SOURCE PASSAGE:
10. NON-NIGERIA AFRICA BASHING
We are very good at bashing any African country that is not Nigeria; just ask one of our particular West African neighbours. We love our neighbours generally and despite our house not being in order, the Nigerian is always superior. We are still in denial that another neighbour of ours will soon be supplying us what electricity. What are you saying? We are Nigerians, we’re better!

11.WE ARE LOUD
NIGERIANS ARE LOUD! IF YOU EVER SEE A GROUP OF BLACK PEOPLE AT THE AIRPORT SPEAKING ABOVE THE NORMAL DECIBEL, NA OUR PEOPLE! NA US THEY SEND BACK FROM SAUDI ARABIA*.

*That’s not why they really sent us back.

12. POLITICAL ACTIVISM
Nigerians are political animals by nature, whether fighting for a righteous cause or a sectional one. Nigerians get active with politics, which leads us to next contrary item on the list:

13. OFTEN TALK ABOUT PROTESTING, BUT NEVER PROTEST
Yes, Nigerians protest. As a matter of fact the last great almost-revolt was the #OccupyNigeria movement, which took place in January of this year and saw practically all walks of life flood the streets, except for those who could afford fuel. But generally Nigerians only talk more about protesting than actually doing it and when it’s done, it’s almost silly and uncovered by the media or portrayed as insignificant, except when we almost grounded the country to a halt. #Occupy

14. LIVE IN A FEDERAL COUNTRY, BUT AREN’T FEDERAL
Nigerians like to shout, “One Nigeria” whenever there is a rally, but the man from Kaduna who grew up in Cross Rivers can never run for governor without some harsh opposition about where he’s from. Ask the “settlers” in Jos, they’ll help sympathize with this dilemma.

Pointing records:
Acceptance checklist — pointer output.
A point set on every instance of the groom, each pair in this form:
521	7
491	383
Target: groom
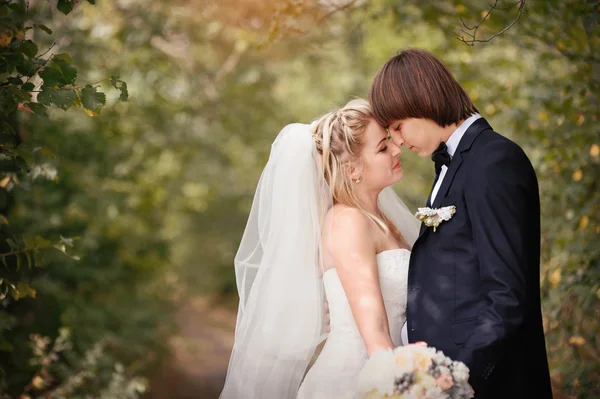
474	282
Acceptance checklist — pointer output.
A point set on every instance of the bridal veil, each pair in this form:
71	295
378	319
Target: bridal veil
279	270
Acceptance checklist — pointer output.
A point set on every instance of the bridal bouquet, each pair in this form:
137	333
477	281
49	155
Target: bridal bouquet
414	372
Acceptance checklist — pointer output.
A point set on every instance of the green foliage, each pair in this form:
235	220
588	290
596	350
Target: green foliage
158	189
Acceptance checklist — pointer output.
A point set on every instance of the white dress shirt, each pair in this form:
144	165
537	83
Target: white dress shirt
452	145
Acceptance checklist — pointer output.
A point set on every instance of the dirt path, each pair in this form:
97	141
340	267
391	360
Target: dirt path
200	353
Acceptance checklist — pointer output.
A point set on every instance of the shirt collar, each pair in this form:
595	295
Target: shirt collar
456	136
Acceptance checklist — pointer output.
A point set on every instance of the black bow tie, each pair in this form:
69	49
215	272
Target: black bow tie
441	157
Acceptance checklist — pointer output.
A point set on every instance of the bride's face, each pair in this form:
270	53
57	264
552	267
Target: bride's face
379	156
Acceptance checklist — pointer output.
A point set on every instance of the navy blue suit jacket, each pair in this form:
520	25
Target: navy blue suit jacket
474	283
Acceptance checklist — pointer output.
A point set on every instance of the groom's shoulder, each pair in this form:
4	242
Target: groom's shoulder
489	142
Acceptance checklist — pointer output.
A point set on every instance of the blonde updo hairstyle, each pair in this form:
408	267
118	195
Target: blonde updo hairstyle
339	138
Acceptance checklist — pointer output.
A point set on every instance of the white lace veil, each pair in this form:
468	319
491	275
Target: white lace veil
279	270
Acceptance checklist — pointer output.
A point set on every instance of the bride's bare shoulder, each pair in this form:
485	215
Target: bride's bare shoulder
346	227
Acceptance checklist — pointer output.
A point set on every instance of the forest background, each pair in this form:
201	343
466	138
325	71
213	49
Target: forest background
133	134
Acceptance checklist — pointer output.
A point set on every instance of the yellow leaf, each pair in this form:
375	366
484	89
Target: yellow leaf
576	340
555	277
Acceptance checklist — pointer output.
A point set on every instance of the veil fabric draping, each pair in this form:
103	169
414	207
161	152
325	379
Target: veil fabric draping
279	270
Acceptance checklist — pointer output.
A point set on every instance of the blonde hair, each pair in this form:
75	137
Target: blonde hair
339	140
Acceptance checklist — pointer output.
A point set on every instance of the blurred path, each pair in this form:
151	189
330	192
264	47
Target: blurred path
200	353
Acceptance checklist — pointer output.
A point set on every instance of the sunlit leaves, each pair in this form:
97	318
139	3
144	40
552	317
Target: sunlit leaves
61	98
43	28
59	72
121	86
28	48
65	6
92	100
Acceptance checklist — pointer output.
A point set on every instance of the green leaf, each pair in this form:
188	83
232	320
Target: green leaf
44	28
8	102
14	81
4	199
91	99
65	6
52	77
37	258
124	92
38	109
120	85
63	56
69	73
12	244
23	290
61	98
59	73
13	61
28	86
42	242
47	152
29	242
26	68
591	22
22	164
28	48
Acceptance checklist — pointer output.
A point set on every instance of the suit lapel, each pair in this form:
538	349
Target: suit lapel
447	182
465	145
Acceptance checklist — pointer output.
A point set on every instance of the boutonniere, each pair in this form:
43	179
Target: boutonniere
433	217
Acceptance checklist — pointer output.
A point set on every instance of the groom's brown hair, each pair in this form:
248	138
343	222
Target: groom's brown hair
415	84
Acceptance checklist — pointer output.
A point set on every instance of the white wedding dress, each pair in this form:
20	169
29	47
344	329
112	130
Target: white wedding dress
334	373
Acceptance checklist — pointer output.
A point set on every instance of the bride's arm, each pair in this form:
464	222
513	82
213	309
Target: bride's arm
352	247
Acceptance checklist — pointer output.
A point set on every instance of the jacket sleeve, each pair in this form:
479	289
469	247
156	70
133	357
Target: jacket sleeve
502	201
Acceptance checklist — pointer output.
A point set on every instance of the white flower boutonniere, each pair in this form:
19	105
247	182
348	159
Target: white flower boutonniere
433	217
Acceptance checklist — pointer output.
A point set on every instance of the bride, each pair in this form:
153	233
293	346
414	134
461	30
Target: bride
325	228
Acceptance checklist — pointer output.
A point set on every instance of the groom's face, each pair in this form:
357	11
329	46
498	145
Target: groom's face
418	135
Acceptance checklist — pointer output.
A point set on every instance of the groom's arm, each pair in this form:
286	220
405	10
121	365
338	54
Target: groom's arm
501	195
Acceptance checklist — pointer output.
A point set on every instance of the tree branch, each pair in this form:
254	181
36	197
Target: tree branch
471	33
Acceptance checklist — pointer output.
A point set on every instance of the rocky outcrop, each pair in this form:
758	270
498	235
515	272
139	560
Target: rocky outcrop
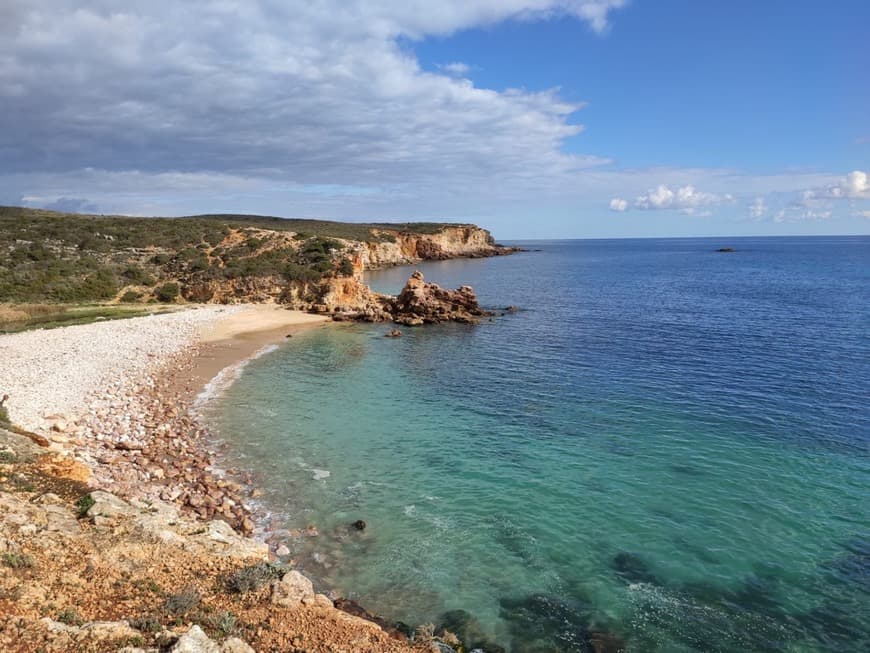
418	303
404	248
428	303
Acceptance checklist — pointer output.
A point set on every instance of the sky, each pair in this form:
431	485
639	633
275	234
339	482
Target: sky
532	118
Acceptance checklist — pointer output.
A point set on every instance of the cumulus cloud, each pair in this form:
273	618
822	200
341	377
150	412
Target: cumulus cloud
618	204
757	209
686	199
456	68
854	186
290	90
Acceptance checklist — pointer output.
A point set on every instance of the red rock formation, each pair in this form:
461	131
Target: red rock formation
428	303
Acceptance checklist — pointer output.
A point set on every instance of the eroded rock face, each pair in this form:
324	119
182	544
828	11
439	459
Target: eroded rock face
428	303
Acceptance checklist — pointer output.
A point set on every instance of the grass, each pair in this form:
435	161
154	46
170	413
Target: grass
183	602
55	258
248	579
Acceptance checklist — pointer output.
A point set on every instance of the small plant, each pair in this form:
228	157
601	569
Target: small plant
147	624
17	560
345	268
224	622
183	602
84	504
167	293
69	617
148	585
250	578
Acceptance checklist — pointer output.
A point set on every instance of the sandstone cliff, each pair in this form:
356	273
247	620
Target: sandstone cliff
461	241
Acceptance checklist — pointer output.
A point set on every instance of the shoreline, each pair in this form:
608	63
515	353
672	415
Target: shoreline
131	430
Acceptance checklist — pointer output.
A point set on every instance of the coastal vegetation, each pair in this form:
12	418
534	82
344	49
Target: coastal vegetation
51	258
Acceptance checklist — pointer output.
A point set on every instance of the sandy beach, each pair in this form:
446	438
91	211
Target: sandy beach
108	405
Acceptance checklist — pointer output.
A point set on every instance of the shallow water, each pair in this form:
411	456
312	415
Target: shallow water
668	444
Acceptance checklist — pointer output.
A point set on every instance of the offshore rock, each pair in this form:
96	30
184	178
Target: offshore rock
428	303
292	590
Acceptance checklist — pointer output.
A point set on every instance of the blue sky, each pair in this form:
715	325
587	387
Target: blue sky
534	118
763	86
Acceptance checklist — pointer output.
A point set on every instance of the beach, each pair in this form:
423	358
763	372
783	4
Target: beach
106	407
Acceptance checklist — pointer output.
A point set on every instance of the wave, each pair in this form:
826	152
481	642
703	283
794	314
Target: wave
227	376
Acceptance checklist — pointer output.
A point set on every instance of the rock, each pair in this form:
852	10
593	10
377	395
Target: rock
108	508
292	590
195	641
428	303
235	645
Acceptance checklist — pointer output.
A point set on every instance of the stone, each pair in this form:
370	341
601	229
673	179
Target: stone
107	508
195	641
428	303
235	645
292	590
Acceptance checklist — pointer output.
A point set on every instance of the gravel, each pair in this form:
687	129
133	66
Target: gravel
57	372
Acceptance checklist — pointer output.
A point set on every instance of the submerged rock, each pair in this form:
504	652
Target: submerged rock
550	623
633	569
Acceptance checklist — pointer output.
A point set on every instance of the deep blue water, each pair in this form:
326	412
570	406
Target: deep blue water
667	444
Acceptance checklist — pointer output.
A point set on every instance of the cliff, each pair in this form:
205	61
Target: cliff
53	257
403	248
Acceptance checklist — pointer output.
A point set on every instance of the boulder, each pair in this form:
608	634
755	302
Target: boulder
427	303
292	590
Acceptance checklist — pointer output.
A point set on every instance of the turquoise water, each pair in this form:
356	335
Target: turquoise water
668	444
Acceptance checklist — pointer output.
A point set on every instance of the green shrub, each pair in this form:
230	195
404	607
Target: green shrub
17	560
69	617
135	274
84	504
247	579
183	602
302	273
167	293
345	268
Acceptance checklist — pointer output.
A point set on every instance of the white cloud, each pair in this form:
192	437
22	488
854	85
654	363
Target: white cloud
757	209
855	185
455	68
685	199
618	204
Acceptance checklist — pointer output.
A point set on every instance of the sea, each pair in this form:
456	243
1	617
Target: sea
665	448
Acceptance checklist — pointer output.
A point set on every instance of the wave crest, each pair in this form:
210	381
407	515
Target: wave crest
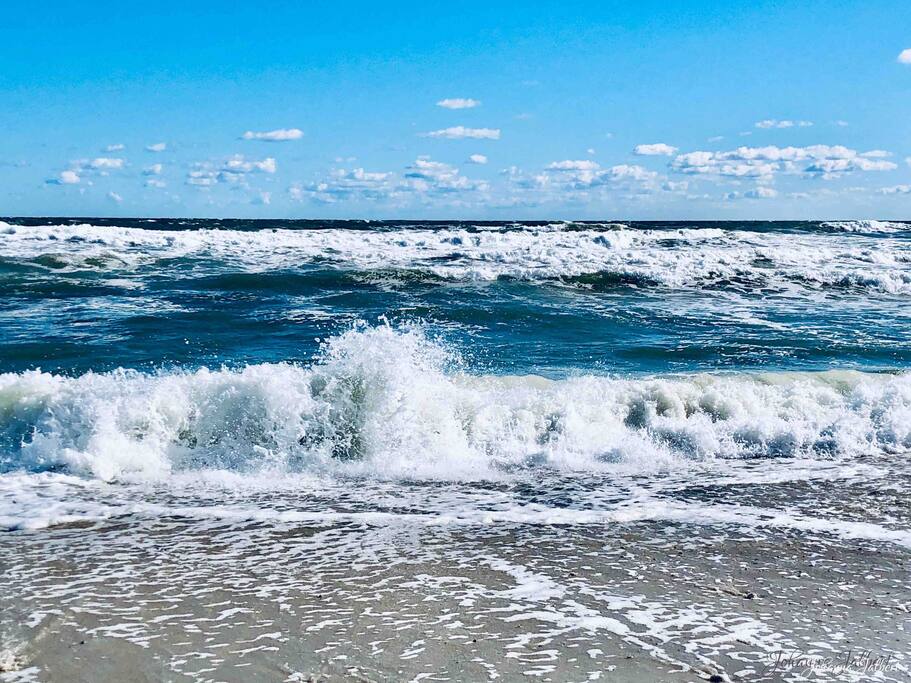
390	402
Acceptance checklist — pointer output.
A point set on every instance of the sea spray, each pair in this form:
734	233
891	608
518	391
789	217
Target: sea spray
390	402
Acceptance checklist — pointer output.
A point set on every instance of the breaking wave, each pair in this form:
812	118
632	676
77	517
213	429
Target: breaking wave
392	403
660	256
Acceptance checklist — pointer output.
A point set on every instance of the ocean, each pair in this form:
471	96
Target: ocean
453	450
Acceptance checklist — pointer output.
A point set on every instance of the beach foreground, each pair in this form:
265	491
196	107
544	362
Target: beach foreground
679	582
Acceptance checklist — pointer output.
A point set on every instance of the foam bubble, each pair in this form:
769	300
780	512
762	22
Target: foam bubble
391	403
681	257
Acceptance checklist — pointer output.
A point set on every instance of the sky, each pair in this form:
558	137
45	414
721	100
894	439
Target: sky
473	110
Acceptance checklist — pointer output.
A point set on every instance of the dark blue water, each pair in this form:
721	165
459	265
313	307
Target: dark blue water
543	298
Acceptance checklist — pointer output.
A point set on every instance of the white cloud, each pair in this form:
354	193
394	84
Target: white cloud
233	170
461	133
827	161
762	192
459	103
279	135
631	171
573	165
656	149
425	179
239	164
105	163
583	174
786	123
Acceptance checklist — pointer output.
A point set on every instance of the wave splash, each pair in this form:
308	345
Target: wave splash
392	403
668	257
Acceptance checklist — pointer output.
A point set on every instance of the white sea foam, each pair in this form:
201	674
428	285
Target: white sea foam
671	257
867	226
390	403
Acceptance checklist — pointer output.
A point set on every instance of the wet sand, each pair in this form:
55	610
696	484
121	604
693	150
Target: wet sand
177	599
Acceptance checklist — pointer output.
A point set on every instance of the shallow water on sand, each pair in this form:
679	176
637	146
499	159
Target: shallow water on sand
448	451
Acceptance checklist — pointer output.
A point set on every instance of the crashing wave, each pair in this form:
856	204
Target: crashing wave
391	403
666	257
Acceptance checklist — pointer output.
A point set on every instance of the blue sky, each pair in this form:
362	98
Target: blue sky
472	110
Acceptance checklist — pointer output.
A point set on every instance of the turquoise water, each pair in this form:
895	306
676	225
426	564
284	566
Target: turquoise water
447	350
549	299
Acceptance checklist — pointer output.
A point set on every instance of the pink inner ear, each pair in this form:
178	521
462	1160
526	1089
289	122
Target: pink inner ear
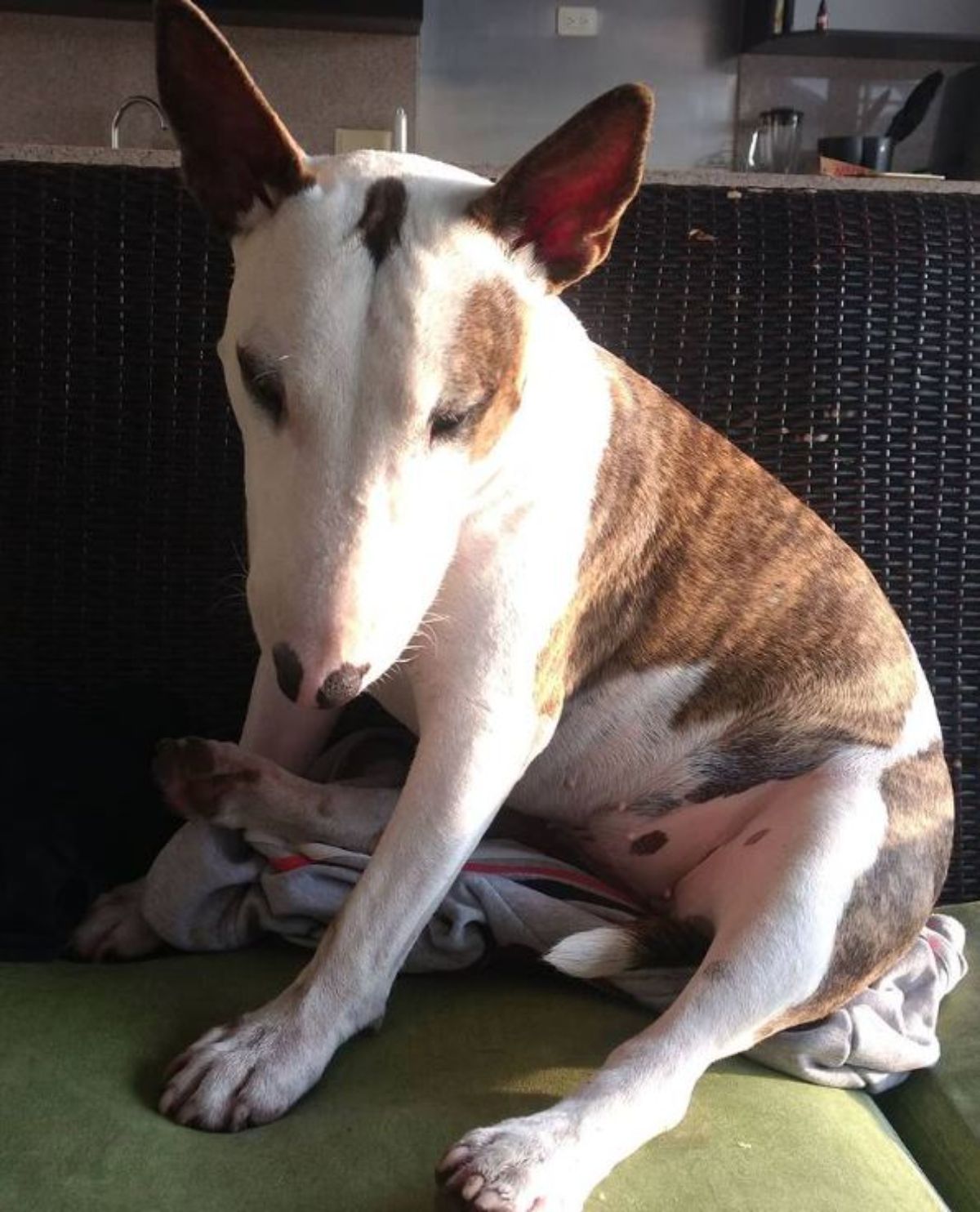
562	210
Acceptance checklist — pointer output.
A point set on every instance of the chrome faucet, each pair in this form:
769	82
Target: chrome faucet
127	105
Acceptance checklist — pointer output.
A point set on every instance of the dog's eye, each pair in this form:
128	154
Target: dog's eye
265	385
446	423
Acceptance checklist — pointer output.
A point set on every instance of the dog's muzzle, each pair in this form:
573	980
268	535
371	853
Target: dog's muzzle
337	688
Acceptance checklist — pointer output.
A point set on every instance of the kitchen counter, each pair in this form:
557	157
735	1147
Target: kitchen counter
145	158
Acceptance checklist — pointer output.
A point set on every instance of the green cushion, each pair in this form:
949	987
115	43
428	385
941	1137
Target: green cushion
937	1112
84	1049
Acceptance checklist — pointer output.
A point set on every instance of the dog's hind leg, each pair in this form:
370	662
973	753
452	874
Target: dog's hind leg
114	928
784	897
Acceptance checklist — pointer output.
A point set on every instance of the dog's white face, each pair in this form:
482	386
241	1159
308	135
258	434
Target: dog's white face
372	375
375	347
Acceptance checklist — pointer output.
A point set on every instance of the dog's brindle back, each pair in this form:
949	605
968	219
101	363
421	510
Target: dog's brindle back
637	631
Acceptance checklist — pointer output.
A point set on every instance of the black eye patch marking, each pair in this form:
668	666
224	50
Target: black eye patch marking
265	385
450	421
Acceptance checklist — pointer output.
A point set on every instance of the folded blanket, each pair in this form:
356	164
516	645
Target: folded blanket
216	889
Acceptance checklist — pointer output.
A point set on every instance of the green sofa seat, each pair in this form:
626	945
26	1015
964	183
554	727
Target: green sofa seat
84	1049
937	1111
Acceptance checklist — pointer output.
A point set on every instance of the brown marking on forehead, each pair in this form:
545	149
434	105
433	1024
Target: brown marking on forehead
890	902
717	969
380	225
697	554
648	844
485	368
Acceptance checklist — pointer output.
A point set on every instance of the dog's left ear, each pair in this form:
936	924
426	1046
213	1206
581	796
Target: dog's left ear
567	195
235	152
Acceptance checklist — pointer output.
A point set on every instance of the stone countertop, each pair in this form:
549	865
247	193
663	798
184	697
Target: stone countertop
143	158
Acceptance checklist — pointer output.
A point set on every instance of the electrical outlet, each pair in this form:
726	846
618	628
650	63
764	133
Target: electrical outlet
574	20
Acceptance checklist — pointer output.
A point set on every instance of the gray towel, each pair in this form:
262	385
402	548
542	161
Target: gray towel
215	889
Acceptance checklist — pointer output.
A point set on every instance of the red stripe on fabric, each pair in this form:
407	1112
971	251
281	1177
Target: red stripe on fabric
290	862
293	862
553	873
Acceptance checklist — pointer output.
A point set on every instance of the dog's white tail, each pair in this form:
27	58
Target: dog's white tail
604	951
608	951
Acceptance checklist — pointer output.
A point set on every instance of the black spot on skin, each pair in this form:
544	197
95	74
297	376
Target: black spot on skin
341	686
384	212
648	844
288	671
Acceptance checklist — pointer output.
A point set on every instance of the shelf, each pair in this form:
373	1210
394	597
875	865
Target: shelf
857	44
351	16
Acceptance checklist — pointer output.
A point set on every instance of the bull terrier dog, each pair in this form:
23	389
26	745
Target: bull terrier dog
637	631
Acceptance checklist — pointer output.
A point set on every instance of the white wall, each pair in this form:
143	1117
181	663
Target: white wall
62	79
496	77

PARTS OF THE EXERCISE:
A: In the list of Nigerian traits, in what month did the #OccupyNigeria movement take place?
B: Tally the lines of the listing that contain the string "plant", with case counting, and give only the number.

RESPONSES TO THE EXERCISE:
A: January

B: 2